_EXERCISE DESCRIPTION_.
Reproduce the rows from the line holding "target | glasses frame" through the line holding "x=378 y=219", inclusive, swapping every "marker" for "dot" and leaving the rest unchanged.

:::::

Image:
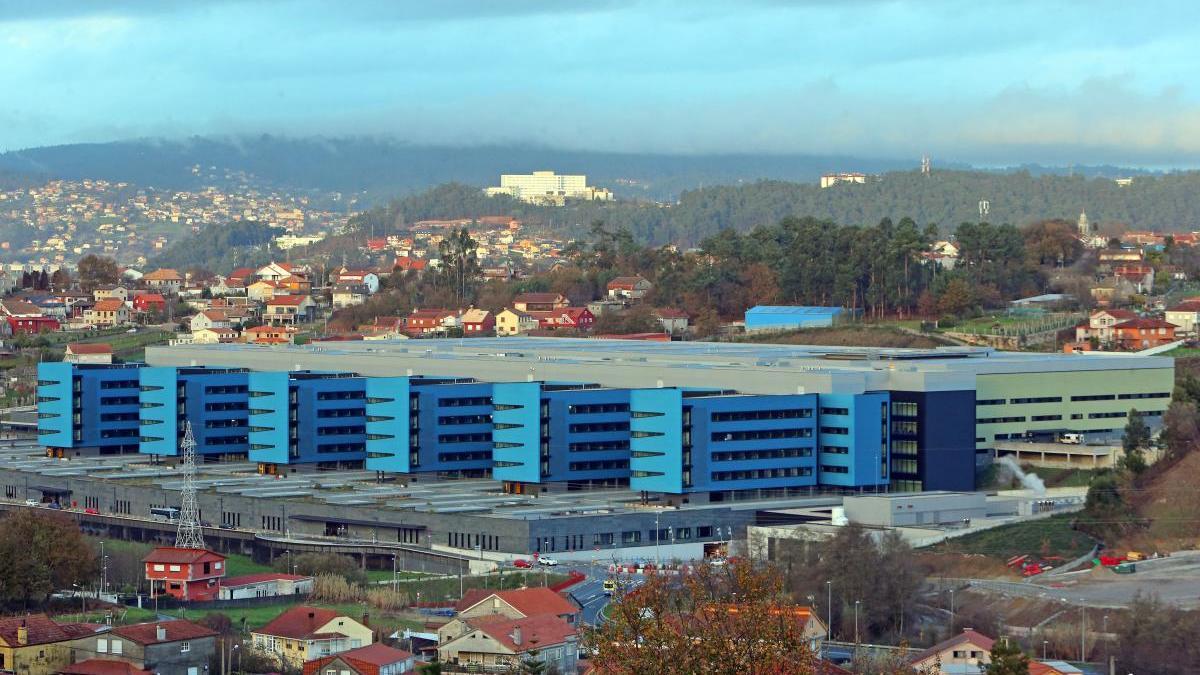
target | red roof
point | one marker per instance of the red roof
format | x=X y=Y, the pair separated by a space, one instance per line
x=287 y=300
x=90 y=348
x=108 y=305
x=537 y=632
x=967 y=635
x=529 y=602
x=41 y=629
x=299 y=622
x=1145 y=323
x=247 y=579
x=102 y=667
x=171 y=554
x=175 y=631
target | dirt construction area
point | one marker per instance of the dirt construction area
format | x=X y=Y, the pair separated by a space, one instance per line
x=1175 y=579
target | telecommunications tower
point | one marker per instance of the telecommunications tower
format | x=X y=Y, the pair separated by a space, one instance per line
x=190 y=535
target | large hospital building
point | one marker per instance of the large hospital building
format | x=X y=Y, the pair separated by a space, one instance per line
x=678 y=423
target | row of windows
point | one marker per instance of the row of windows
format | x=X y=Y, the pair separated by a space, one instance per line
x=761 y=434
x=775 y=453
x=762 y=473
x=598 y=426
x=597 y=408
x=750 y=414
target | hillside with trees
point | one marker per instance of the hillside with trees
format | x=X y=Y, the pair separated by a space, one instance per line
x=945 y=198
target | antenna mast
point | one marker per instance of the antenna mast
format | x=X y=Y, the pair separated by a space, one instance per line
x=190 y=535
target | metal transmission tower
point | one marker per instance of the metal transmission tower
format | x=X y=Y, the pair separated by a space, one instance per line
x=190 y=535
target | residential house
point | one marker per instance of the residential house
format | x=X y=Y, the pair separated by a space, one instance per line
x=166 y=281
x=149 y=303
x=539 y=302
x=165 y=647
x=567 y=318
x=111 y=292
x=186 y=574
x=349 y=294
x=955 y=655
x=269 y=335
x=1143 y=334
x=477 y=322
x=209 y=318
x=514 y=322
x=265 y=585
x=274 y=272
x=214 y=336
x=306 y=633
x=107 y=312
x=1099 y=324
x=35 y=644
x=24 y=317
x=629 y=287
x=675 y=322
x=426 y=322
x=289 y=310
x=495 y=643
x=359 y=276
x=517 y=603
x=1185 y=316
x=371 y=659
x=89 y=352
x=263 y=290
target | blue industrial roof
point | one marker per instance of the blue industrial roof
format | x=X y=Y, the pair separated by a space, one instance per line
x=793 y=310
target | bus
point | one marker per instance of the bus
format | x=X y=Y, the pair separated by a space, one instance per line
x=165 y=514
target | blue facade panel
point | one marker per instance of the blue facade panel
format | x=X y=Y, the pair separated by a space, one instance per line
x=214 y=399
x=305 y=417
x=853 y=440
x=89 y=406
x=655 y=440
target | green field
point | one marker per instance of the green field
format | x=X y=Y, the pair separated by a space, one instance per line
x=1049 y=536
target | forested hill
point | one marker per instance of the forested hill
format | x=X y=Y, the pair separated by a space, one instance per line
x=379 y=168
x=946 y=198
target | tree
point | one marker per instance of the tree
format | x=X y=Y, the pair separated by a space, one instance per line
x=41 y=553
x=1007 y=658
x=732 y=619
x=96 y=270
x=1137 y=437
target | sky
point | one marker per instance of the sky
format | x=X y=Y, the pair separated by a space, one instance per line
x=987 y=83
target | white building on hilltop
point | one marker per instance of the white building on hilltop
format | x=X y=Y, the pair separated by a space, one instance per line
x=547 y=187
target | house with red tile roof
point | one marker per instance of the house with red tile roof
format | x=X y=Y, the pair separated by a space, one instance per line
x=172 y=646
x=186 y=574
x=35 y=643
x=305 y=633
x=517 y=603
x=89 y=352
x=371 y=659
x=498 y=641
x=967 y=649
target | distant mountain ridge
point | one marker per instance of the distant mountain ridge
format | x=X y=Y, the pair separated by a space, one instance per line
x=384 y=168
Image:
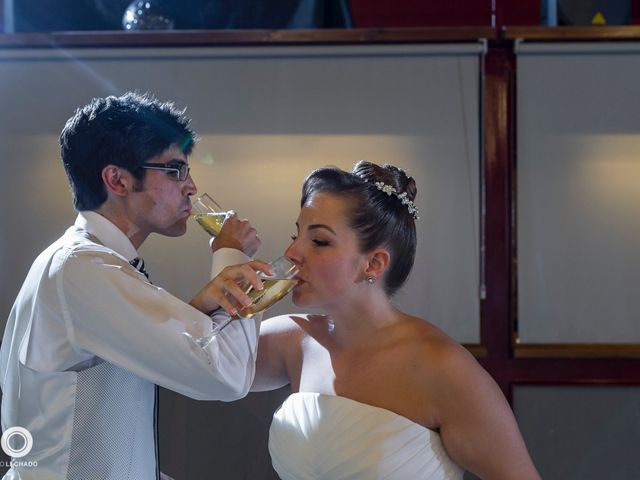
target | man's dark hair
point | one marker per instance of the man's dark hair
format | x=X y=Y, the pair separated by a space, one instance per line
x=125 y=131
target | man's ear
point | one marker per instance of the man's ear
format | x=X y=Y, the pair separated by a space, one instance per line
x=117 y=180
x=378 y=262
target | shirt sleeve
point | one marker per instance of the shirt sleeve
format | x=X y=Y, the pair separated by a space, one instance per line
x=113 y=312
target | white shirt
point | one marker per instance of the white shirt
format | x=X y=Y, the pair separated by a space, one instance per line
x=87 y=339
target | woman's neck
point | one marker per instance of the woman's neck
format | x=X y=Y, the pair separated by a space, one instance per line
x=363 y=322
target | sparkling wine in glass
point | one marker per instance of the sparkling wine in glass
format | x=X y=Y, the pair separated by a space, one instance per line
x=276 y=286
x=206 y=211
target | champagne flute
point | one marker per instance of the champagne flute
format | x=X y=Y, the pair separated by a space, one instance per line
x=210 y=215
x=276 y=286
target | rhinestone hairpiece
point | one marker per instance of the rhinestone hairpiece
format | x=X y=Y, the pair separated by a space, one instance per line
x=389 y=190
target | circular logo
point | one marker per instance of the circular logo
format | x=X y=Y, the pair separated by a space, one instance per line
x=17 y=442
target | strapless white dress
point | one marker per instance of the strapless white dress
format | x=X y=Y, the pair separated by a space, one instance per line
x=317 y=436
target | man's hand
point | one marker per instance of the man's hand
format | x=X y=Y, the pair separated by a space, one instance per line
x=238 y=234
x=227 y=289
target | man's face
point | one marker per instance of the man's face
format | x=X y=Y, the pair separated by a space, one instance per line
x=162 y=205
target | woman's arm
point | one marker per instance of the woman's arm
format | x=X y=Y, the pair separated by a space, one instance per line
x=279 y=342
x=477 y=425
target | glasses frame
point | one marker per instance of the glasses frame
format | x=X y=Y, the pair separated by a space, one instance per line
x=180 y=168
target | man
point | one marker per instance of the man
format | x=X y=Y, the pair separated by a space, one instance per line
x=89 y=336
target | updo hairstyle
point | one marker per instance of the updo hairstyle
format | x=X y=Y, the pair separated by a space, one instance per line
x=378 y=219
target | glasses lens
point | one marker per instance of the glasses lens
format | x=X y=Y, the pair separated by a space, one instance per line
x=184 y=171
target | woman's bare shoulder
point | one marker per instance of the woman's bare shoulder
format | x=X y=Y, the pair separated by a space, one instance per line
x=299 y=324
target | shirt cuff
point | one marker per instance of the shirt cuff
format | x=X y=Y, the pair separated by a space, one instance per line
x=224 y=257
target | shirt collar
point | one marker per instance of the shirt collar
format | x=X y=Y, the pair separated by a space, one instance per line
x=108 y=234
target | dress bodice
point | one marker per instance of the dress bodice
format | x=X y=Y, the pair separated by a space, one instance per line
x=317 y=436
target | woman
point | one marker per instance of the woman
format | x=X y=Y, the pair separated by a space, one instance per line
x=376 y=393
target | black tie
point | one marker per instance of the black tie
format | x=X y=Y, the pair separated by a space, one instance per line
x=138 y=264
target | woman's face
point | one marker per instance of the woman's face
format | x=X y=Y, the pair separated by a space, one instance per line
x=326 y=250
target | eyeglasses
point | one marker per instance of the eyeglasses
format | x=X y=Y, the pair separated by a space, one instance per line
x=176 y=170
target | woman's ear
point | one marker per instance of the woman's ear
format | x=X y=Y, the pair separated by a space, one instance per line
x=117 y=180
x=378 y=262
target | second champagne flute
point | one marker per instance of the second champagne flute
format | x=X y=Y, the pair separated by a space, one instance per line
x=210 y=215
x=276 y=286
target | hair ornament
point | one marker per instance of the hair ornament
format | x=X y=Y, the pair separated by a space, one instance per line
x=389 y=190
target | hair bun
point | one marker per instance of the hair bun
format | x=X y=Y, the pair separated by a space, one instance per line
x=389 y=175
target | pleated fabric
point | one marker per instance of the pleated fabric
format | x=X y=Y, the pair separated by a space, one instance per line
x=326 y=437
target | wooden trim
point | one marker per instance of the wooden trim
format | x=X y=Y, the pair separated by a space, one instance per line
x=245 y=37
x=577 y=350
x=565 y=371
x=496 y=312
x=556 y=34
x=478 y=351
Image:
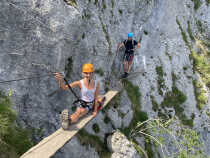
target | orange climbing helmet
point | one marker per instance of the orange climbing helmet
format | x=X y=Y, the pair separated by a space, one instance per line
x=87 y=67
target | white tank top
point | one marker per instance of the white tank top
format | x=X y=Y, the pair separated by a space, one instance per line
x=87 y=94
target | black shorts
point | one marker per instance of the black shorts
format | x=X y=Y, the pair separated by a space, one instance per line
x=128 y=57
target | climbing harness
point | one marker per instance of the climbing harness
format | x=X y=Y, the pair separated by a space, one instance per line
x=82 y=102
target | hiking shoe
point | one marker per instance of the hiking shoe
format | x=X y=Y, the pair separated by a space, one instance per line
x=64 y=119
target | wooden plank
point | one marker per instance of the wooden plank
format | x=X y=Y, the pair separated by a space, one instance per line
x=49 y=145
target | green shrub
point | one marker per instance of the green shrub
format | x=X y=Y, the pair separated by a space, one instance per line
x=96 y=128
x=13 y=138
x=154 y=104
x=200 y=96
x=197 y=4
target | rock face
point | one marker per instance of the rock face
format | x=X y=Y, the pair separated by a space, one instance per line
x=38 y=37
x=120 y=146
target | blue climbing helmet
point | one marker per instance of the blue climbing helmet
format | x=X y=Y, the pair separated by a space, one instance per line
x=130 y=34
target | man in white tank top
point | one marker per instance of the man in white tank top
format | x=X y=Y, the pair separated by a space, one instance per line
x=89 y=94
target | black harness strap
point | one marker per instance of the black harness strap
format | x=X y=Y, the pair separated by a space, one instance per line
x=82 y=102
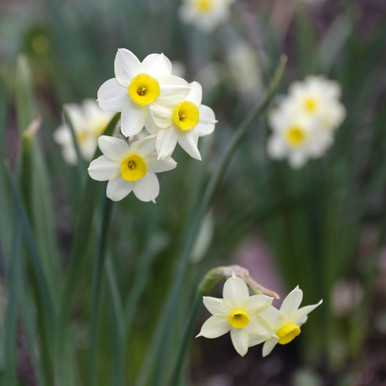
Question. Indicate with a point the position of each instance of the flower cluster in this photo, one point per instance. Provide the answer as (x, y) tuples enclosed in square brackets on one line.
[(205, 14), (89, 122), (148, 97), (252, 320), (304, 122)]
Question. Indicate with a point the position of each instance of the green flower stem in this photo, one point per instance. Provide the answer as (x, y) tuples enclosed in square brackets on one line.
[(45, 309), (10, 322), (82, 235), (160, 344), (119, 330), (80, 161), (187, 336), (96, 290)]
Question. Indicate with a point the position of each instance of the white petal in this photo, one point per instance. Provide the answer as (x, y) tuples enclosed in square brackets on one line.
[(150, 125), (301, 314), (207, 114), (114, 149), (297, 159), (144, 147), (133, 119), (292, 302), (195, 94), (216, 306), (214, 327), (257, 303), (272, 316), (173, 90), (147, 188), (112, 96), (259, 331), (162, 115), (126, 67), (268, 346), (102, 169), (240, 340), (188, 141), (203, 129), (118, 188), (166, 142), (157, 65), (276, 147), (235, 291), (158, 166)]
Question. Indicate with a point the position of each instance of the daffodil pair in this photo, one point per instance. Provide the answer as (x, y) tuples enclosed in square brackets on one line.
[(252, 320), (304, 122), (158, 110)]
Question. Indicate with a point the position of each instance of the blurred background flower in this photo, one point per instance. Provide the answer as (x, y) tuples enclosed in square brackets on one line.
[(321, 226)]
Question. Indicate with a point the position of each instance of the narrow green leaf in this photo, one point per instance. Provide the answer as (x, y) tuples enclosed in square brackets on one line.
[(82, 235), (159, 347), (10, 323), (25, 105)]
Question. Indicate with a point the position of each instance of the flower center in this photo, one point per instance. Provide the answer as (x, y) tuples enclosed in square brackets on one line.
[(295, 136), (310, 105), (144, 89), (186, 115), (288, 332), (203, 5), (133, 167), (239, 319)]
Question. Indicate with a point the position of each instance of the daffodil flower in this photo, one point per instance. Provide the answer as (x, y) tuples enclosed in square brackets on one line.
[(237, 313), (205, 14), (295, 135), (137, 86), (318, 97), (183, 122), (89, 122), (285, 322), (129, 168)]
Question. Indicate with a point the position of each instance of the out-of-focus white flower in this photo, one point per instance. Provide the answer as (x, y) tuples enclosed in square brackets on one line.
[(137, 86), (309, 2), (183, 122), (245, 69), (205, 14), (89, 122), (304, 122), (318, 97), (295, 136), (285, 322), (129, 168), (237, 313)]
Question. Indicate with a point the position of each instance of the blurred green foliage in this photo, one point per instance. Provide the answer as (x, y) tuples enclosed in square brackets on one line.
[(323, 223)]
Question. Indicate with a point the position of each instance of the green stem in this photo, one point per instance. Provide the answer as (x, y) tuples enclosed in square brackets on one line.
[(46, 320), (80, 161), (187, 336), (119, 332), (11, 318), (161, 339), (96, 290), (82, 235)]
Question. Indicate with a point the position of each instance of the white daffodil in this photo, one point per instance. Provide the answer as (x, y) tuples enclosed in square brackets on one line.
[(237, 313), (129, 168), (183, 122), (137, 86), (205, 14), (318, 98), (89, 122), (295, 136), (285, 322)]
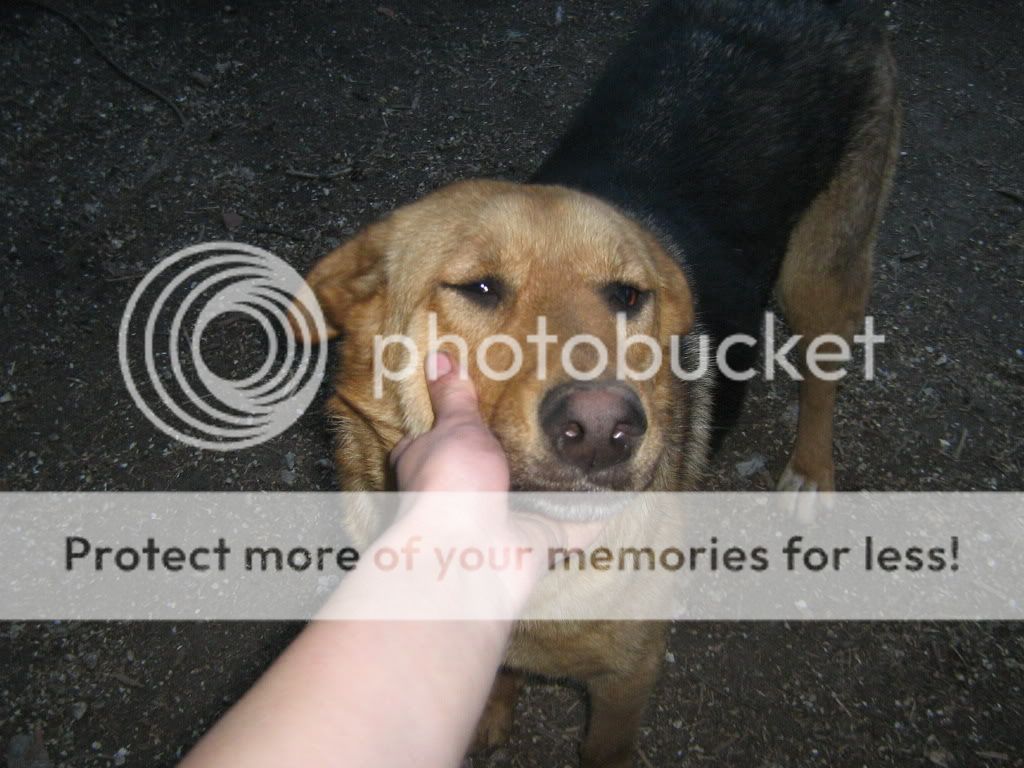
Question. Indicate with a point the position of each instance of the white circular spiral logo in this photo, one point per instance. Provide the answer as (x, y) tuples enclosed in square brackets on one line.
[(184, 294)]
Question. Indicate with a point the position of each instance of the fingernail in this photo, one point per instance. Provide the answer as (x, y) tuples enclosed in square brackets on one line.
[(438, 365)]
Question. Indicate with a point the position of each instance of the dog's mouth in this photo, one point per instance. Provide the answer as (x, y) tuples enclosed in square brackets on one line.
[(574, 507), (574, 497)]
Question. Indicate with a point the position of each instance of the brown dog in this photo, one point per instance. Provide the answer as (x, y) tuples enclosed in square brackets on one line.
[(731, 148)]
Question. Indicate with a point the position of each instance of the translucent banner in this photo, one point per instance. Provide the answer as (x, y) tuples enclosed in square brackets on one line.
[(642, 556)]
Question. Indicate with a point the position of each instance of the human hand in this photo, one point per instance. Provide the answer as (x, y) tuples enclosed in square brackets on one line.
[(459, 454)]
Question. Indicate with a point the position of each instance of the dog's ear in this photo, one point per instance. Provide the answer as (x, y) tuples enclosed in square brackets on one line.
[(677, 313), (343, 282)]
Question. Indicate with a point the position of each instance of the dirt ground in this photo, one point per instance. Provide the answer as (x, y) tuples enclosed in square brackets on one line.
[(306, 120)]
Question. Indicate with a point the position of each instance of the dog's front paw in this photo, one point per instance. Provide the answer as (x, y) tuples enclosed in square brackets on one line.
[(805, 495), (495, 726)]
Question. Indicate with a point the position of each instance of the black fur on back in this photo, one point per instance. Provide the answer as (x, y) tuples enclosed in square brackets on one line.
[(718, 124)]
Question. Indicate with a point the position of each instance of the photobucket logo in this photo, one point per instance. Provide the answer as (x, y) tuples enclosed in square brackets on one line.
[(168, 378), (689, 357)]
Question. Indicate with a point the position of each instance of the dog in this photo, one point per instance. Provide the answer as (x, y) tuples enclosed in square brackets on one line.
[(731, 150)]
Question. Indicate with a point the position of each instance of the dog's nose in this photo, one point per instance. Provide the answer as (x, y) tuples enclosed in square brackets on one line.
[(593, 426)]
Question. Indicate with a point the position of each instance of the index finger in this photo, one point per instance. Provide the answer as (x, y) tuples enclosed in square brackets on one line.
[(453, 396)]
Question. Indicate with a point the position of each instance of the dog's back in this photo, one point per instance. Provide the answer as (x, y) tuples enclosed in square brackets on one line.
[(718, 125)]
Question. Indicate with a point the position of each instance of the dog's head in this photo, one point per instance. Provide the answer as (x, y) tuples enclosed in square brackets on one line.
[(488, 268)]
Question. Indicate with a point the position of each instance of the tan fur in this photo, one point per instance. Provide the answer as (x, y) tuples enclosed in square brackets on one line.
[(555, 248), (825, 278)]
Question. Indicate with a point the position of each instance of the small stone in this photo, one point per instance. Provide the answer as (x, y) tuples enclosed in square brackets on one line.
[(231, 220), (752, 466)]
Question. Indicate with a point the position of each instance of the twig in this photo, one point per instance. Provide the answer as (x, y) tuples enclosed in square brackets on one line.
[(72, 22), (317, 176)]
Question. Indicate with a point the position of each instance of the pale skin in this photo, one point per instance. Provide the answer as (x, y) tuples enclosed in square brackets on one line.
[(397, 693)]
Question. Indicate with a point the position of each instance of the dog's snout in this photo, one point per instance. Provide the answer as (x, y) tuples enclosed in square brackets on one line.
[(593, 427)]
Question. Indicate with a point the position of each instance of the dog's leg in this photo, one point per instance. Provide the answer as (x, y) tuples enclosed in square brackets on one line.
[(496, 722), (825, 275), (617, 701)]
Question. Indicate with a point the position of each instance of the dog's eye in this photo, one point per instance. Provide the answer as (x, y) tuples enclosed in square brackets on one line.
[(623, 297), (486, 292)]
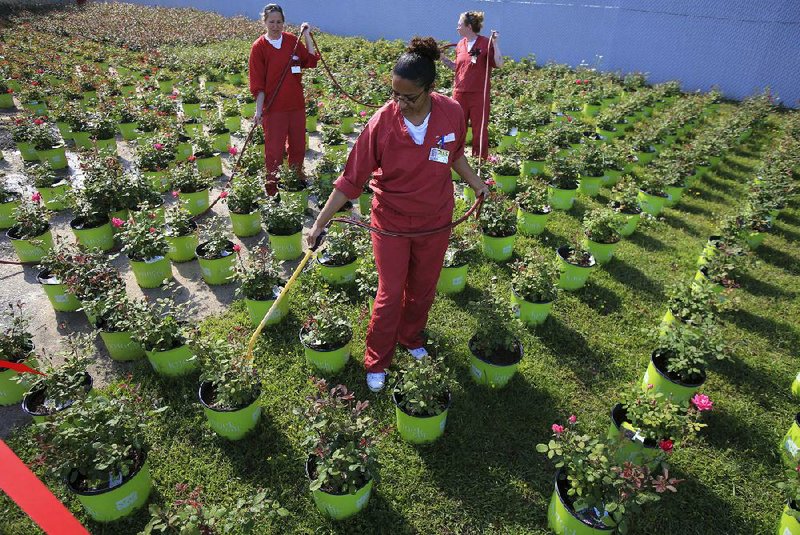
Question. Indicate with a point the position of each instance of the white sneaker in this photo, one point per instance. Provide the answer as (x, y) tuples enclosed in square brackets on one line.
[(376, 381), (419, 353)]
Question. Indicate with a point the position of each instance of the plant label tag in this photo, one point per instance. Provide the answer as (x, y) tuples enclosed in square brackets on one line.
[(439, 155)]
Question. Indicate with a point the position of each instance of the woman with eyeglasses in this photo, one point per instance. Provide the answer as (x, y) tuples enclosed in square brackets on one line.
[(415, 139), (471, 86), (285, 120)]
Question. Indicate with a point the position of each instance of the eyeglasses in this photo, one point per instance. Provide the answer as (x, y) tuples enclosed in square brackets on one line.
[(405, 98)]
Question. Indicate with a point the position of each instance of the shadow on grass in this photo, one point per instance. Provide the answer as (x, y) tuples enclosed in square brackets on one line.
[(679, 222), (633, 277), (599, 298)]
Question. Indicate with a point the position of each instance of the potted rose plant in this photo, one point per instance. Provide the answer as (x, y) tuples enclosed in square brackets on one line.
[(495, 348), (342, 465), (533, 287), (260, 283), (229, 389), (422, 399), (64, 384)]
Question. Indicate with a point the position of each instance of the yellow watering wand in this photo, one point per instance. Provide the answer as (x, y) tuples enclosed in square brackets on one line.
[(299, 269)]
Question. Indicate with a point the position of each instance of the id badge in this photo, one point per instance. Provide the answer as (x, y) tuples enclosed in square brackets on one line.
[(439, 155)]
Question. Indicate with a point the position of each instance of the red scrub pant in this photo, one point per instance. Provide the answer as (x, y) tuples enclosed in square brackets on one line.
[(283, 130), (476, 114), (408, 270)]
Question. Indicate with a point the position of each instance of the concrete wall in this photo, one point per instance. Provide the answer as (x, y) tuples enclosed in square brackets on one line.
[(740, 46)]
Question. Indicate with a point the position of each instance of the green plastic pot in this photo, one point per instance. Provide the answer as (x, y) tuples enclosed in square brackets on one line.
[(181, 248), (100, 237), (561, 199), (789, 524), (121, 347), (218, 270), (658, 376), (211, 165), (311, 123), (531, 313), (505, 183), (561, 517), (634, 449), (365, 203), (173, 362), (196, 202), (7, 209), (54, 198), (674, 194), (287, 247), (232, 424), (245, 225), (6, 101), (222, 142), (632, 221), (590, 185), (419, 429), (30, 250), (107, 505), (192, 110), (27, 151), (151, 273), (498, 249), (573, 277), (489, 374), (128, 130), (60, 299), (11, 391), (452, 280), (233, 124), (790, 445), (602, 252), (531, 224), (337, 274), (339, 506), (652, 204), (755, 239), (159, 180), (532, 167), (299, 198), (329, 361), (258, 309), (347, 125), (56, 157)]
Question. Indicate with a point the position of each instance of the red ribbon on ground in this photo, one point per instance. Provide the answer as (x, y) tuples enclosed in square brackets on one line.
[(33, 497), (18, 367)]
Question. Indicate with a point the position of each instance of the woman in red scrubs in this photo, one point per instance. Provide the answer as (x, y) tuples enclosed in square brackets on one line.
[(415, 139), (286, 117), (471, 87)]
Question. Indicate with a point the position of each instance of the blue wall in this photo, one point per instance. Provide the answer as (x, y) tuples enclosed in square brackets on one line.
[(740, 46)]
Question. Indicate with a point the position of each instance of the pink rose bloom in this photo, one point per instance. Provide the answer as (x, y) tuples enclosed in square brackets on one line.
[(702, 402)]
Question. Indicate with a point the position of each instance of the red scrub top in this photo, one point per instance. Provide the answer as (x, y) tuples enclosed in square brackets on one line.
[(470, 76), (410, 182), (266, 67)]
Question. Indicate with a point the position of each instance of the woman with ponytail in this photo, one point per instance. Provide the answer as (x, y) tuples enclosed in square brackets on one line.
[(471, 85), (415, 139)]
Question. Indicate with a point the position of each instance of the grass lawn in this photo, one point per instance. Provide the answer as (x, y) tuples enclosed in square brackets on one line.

:::::

_SOLUTION TO THIS EXERCISE_.
target | glasses frame
point | one dot per instance of the glasses frame
format | x=X y=Y, the pair separated by a space, one instance per line
x=180 y=168
target | man
point | one dot per instance of the man
format | x=X y=Y, the pair separated by a space, one instance per line
x=89 y=336
target | updo hairstyle
point | one dot per instance of the updo hairstyle
format | x=X y=Y, the pair separated by a space, one instance per line
x=378 y=219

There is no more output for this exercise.